— STATED TASK —
Copy every one of the lines below word for word, leaving out the pictures.

Records from a point labeling set
########################################
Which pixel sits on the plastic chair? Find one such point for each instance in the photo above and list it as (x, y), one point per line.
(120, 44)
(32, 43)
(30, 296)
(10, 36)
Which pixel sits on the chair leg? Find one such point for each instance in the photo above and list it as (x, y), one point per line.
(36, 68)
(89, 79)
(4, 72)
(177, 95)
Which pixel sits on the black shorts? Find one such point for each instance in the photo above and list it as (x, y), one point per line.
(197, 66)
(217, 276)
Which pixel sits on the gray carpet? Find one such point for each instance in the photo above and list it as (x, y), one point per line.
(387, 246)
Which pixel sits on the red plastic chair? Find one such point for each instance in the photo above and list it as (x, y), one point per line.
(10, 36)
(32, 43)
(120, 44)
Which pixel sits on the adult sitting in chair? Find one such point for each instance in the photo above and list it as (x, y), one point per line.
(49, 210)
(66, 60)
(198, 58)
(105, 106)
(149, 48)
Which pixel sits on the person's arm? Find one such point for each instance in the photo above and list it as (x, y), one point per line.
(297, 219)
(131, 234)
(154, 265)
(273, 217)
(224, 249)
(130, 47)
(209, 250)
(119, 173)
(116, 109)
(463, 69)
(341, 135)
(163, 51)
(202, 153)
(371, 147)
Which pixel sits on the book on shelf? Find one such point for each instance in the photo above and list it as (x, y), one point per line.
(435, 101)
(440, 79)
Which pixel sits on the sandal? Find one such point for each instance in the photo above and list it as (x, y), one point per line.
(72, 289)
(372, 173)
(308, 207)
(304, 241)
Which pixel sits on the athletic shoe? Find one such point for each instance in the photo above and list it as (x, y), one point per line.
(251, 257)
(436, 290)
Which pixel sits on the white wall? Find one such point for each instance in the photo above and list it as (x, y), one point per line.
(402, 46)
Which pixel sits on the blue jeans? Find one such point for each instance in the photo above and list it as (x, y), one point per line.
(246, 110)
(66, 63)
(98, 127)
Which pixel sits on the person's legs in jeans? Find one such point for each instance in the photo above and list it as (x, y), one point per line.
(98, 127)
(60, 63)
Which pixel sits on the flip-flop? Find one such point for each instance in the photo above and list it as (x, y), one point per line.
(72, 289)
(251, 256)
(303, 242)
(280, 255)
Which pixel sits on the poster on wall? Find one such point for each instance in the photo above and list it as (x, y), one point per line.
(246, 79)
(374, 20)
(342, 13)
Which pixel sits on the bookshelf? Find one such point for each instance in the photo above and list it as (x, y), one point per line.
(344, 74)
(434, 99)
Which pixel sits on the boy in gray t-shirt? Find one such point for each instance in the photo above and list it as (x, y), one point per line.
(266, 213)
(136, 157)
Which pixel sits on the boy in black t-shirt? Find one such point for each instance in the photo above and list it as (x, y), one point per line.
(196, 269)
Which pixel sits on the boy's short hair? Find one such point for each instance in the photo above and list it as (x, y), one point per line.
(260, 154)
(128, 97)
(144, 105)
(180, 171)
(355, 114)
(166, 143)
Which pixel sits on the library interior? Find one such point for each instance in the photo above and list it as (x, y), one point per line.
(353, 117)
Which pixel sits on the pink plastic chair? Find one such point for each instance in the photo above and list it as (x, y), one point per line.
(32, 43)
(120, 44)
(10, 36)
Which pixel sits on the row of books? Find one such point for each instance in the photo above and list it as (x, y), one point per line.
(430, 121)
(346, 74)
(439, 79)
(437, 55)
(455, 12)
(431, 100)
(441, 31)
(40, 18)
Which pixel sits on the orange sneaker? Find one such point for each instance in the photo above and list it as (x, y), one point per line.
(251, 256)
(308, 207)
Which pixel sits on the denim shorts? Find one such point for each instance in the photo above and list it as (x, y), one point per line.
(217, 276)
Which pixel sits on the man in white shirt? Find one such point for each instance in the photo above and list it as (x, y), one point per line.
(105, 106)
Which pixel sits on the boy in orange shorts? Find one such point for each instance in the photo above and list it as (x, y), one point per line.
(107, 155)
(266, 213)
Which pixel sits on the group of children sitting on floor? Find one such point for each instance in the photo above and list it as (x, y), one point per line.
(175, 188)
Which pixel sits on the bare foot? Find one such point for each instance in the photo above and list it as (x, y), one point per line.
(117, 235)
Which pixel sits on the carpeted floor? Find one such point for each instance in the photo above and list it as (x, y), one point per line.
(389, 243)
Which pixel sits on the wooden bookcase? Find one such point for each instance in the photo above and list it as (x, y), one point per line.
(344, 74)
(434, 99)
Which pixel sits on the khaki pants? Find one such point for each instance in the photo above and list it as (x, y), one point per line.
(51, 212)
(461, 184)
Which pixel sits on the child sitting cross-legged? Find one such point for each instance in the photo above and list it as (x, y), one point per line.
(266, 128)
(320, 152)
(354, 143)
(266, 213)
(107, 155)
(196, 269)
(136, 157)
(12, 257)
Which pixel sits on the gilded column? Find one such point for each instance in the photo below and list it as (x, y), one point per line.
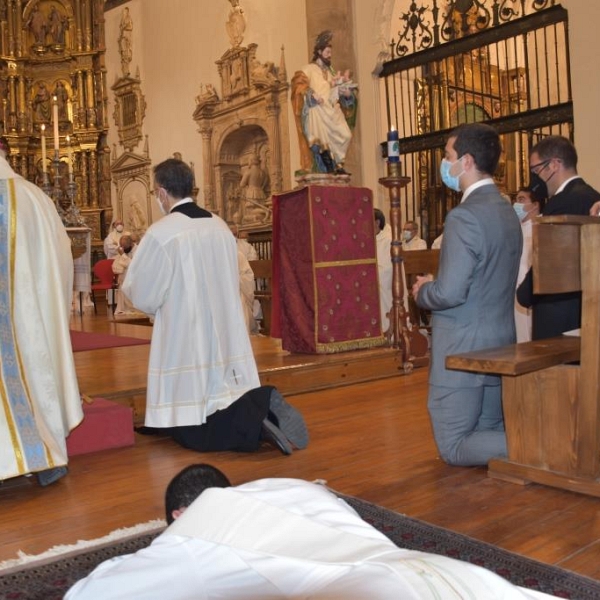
########################################
— FULL RESPONSE —
Which pixel sits on the plastic chair? Find one such point for each instance in the photo above and list it as (x, y), one point per line.
(120, 44)
(32, 43)
(30, 296)
(10, 36)
Which pixel sits on the chair leg? Find one such point for each instance in the photo above and list it as (x, y), one point per line.
(36, 68)
(89, 79)
(4, 72)
(177, 95)
Which pixel sits on the black shorts? Find one such point for each instance in the photo above and list it as (x, y), one point per line.
(197, 66)
(217, 276)
Which pixel sits on the gray carpet? Find one such point for each instance in the photo above and list it as (x, y), one point per line.
(387, 246)
Which pixel sits on the red plastic chair? Find one such point for each instance in the photo above and list it as (x, y), one point per line.
(10, 36)
(32, 43)
(120, 44)
Which pixel sits on the adult sitting in chair? Find one such point for each instance in the photo above and list it as (x, y), one point per line.
(49, 210)
(66, 60)
(198, 58)
(105, 106)
(149, 48)
Which pixel sits on the person's arm? Find one such point for each instance in the photo above and list it as (x, y), one point per line.
(297, 219)
(131, 234)
(154, 265)
(273, 217)
(224, 249)
(130, 47)
(209, 250)
(119, 173)
(116, 109)
(463, 69)
(341, 135)
(163, 51)
(202, 153)
(371, 147)
Which pixel sits on the book on shelf? Find one such point for each instance in the photo above and list it as (x, y), one point per line.
(435, 101)
(440, 79)
Which pixel sits on the sandal? Find one such point for each instance in the photo above and list it as (x, y), one point per line.
(72, 289)
(372, 173)
(308, 207)
(304, 241)
Which pixel sits on the athletic shoe? Find one such point for each instance in the photo above and list it as (x, y), one point per line.
(251, 257)
(436, 290)
Which pixel sits on the white wall? Find one such point for each instance in the photo above and list it as (x, y), one point per line.
(402, 46)
Which pixel sits on the blue jeans? Find one such point for each instance in the photo above and list it as (x, y), one point per line.
(246, 110)
(66, 63)
(98, 127)
Which pixel sits on the person's legs in jeans? Find one such point for each instance in the photo above and list it as (x, y), one point per line.
(98, 127)
(60, 63)
Which pixel sits on the flip-flop? Find one such point for each instance in the photo above and list it as (x, y), one point per line.
(72, 289)
(251, 256)
(303, 242)
(280, 255)
Which pixel sits on the poster on wall? Find one such point for each instance in the photo above and list it as (x, y), one point per line.
(246, 79)
(374, 20)
(342, 13)
Which pixel sits on the bookshelf? Find one such point for each instance in the photo above and list it as (x, y), one point per line.
(344, 74)
(434, 99)
Which pixel sits on the boy in gray t-shirt? Find one such point for each instance in the photo above and list it as (x, y), one point per line.
(266, 213)
(136, 157)
Which pixel sits on the boy in black t-shirt? Find one such point for each instance in the photo above and list it as (x, y), one point per line.
(196, 269)
Which pixel sits on the boy's short hair? Find one such point for each instance in the photo above and list it as (x, y), one point per line.
(260, 154)
(128, 97)
(144, 105)
(180, 171)
(355, 114)
(166, 143)
Which pixel sits on the library interior? Find one such point for each instance in the photo above and list it as (x, y), one point per line.
(353, 117)
Which pixel sits on the pink plastic chair? Find one such point for each instance in the photo above and list it as (x, y), one point per line.
(32, 43)
(120, 44)
(10, 36)
Which pixel sits on the row of books? Find one such point for each instance in the photo above and list it as (x, y), one point per line.
(430, 121)
(346, 74)
(439, 79)
(437, 55)
(455, 12)
(431, 100)
(441, 31)
(40, 18)
Which pixel sits on the orange sneaker? Find one such point for each instance in the photo above and list it as (x, y), one point per line.
(251, 256)
(308, 207)
Which pixel sits on the denim shorts? Find one such point for each instance in the photo above and list it as (x, y), one point per line.
(217, 276)
Which pixel sits on the man in white shirt? Find one such point for each instance in the photo above and list it as (x, y), one point per line.
(105, 106)
Which pixel sits on the boy in orange shorts? Find one such point for each instance in the photo above and list it as (x, y), one point per line.
(107, 155)
(266, 213)
Which pixel sits on the group of children sitting on floor? Find one such point for each instance in the photo above and list it as (x, y), one point per line.
(175, 188)
Which pixel sits on the bare foot? Find one such point for each instance in the photo above and list it as (x, y), one point per line.
(117, 235)
Which pixel sits on the carpeted floor? Find one such point for each instance in the photo above and list it as (x, y), one point per line.
(389, 243)
Which pixel sits on the wooden bookcase? Find one such point for each instance in the photo above and list it as (x, y), one point per line.
(344, 74)
(434, 99)
Which pixel sits on the khaki pants? Find one such point for each instance in the photo above and list it as (x, y), one point per line.
(51, 212)
(461, 184)
Which pixel sits on the child sitting cross-legged? Find one such point for each instance in the photo above and list it as (x, y), one point per line.
(266, 128)
(320, 152)
(354, 143)
(266, 213)
(107, 155)
(196, 269)
(136, 157)
(12, 257)
Which pixel sits on the gilded column? Find one such point for each instance in the photo below and list it as (x, y), one point per line.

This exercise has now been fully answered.